◆ WORK ORDER
Locate each line in the records containing "mountain". Copy it.
----------------------------------------
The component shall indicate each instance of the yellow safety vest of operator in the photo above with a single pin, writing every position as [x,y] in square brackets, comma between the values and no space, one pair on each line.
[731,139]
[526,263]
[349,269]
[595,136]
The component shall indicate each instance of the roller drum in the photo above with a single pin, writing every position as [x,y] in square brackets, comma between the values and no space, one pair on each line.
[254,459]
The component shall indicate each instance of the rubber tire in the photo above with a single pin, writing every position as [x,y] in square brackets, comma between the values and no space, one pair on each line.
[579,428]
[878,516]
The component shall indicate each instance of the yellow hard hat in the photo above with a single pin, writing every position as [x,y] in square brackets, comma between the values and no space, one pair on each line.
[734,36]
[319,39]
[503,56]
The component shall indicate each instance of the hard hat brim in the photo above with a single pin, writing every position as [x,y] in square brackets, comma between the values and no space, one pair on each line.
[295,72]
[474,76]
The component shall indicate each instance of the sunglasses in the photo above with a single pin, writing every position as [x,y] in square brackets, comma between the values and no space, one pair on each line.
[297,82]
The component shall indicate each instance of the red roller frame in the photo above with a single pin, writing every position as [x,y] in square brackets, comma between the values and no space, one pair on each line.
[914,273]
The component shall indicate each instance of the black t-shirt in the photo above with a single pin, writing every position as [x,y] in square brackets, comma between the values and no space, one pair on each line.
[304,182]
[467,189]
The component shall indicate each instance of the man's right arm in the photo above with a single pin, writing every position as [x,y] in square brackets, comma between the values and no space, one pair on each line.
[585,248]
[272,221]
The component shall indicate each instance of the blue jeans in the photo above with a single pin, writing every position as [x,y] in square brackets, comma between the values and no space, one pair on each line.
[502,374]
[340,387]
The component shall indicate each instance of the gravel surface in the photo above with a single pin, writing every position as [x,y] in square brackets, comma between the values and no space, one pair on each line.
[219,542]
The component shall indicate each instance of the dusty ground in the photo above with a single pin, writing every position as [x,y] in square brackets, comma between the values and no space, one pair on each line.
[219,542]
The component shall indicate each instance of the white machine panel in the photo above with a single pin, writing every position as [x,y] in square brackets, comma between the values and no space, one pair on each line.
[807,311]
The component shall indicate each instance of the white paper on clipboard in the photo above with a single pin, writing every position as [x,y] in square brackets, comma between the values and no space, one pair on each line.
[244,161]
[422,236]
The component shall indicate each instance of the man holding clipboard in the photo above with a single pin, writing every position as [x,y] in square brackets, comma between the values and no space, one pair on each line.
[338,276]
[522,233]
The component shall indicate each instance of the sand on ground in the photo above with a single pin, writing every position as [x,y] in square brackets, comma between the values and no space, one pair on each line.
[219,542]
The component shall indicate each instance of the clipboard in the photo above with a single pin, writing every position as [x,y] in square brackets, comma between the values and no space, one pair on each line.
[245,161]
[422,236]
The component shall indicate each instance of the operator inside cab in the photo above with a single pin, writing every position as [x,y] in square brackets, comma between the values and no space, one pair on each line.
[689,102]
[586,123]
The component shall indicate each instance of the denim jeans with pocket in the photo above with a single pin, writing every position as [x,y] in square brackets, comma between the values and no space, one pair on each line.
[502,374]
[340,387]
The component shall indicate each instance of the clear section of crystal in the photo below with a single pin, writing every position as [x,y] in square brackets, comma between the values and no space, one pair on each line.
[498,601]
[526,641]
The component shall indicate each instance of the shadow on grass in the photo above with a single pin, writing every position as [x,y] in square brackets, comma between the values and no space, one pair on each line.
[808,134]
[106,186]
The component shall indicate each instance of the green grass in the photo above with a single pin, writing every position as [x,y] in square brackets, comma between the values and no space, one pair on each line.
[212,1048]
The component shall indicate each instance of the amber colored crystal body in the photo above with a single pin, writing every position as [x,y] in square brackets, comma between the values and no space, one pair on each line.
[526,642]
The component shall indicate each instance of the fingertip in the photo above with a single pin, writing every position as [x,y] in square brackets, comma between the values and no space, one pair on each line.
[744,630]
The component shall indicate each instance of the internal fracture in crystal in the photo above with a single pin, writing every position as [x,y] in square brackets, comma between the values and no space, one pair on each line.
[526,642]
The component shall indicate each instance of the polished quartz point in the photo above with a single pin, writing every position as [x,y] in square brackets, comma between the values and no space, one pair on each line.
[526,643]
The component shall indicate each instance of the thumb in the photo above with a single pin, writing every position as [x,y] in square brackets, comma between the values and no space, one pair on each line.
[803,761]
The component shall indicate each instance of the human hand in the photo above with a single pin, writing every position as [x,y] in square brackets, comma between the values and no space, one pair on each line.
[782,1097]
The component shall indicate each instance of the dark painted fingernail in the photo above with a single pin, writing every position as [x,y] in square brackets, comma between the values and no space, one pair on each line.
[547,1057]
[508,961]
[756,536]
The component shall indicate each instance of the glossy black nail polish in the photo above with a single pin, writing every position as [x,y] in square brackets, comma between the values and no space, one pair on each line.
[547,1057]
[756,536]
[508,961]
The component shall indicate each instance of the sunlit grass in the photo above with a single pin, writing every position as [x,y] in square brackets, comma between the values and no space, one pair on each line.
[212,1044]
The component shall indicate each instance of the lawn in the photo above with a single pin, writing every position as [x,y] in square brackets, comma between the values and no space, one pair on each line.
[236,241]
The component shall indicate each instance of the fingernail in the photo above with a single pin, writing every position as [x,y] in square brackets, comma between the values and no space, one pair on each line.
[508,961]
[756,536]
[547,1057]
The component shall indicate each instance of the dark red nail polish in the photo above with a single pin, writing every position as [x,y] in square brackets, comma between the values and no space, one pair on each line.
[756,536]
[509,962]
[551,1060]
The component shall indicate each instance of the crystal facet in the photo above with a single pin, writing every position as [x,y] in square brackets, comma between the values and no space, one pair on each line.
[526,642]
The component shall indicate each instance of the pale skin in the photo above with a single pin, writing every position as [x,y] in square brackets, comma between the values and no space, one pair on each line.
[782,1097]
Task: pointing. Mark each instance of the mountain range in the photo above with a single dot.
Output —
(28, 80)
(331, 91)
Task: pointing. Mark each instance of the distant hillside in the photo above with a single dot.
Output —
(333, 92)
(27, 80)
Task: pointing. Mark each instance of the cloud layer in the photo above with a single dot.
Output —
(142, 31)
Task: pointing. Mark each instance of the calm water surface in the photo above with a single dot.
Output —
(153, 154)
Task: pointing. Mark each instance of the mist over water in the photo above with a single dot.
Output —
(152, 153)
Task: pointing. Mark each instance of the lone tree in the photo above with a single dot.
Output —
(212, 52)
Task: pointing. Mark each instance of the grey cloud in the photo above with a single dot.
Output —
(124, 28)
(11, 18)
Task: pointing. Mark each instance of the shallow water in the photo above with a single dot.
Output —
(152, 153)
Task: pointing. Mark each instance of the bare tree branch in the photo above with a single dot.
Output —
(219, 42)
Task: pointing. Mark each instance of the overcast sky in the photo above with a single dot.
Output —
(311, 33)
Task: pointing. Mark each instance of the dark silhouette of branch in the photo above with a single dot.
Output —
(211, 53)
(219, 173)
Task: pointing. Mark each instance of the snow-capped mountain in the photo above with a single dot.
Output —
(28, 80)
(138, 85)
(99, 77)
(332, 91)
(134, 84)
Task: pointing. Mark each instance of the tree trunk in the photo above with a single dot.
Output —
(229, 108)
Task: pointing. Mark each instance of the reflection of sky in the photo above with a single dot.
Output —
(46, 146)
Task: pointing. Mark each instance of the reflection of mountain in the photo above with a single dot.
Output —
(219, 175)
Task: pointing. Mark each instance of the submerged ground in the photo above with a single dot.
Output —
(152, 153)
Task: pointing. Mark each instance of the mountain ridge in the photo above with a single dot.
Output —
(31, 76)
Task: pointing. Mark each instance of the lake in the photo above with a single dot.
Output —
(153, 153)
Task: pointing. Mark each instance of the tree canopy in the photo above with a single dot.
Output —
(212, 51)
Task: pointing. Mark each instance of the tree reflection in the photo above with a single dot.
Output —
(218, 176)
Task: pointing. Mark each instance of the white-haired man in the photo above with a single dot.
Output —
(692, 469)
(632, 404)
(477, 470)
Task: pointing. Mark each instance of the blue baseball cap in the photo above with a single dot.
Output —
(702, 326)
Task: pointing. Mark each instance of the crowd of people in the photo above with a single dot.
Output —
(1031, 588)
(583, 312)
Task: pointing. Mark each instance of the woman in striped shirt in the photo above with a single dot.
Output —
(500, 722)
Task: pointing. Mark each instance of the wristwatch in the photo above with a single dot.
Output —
----------------------------------------
◆ EXPECTED ANSWER
Task: pointing. Mark each instance of the mountain range in the photo above with a single dot.
Task: pointing. Mark each instance of the snow-capped mountain in the photo above with a single dot.
Task: pointing. Mark each instance of the reflection of mountain in the photo above with a single dot.
Task: pointing. Mark each instance of the mountain ridge in the photo above with a single dot.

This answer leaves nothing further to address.